# YOUR TASK:
Format these lines as a numbered list, dropping any blank lines. Include every item, and omit the pictures from your answer.
-------- RECORDED INFORMATION --------
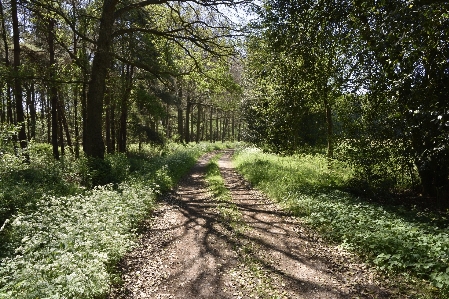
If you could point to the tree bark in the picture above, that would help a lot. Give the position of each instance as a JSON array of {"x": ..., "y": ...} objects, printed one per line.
[
  {"x": 20, "y": 117},
  {"x": 94, "y": 145},
  {"x": 211, "y": 132},
  {"x": 180, "y": 124},
  {"x": 189, "y": 105},
  {"x": 330, "y": 143},
  {"x": 8, "y": 83},
  {"x": 108, "y": 121},
  {"x": 198, "y": 123},
  {"x": 53, "y": 91},
  {"x": 124, "y": 109}
]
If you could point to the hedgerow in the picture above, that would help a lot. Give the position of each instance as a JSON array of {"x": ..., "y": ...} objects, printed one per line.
[
  {"x": 395, "y": 239},
  {"x": 67, "y": 246}
]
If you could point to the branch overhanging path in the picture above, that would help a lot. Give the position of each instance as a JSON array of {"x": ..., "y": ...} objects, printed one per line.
[{"x": 189, "y": 250}]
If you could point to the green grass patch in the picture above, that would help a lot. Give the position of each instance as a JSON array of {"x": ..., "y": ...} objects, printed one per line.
[
  {"x": 227, "y": 209},
  {"x": 67, "y": 244},
  {"x": 393, "y": 238}
]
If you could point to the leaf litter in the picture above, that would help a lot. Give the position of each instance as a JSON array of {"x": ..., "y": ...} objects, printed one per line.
--------
# WRITTEN SOLUTION:
1. If you could point to the tree bark in the picture above, that would help a lot. Give the position of each instance as a JSON array of {"x": ..., "y": ...} objects, printed one per line.
2. [
3.   {"x": 20, "y": 117},
4.   {"x": 94, "y": 145},
5.   {"x": 211, "y": 132},
6.   {"x": 180, "y": 124},
7.   {"x": 189, "y": 105},
8.   {"x": 330, "y": 143},
9.   {"x": 8, "y": 83},
10.   {"x": 108, "y": 121},
11.   {"x": 198, "y": 123},
12.   {"x": 53, "y": 91},
13.   {"x": 124, "y": 109}
14. ]
15. If you could point to the hedgerow in the picture above, that would help a lot. Give the position of each instance as a JSON array of {"x": ..., "y": ...} objects, printed one per line.
16. [
17.   {"x": 395, "y": 239},
18.   {"x": 67, "y": 246}
19. ]
20. If you could point to the branch overhanging path in the picture above, that would help a lot. Give the position of each instance as a JSON array of {"x": ..., "y": ...} objects, printed one per line.
21. [{"x": 189, "y": 250}]
22. If you could point to the green grass patch in the picture above, that would help a lot. Give the position of each instance as a JSON array of {"x": ..., "y": ...} objects, printed one per line.
23. [
24.   {"x": 227, "y": 209},
25.   {"x": 67, "y": 244},
26.   {"x": 393, "y": 238}
27. ]
28. If you could point to the leaf litter in the picture above, that would help a lot. Give the position of each instance as a JSON array of {"x": ..., "y": ...} objects, printed one per line.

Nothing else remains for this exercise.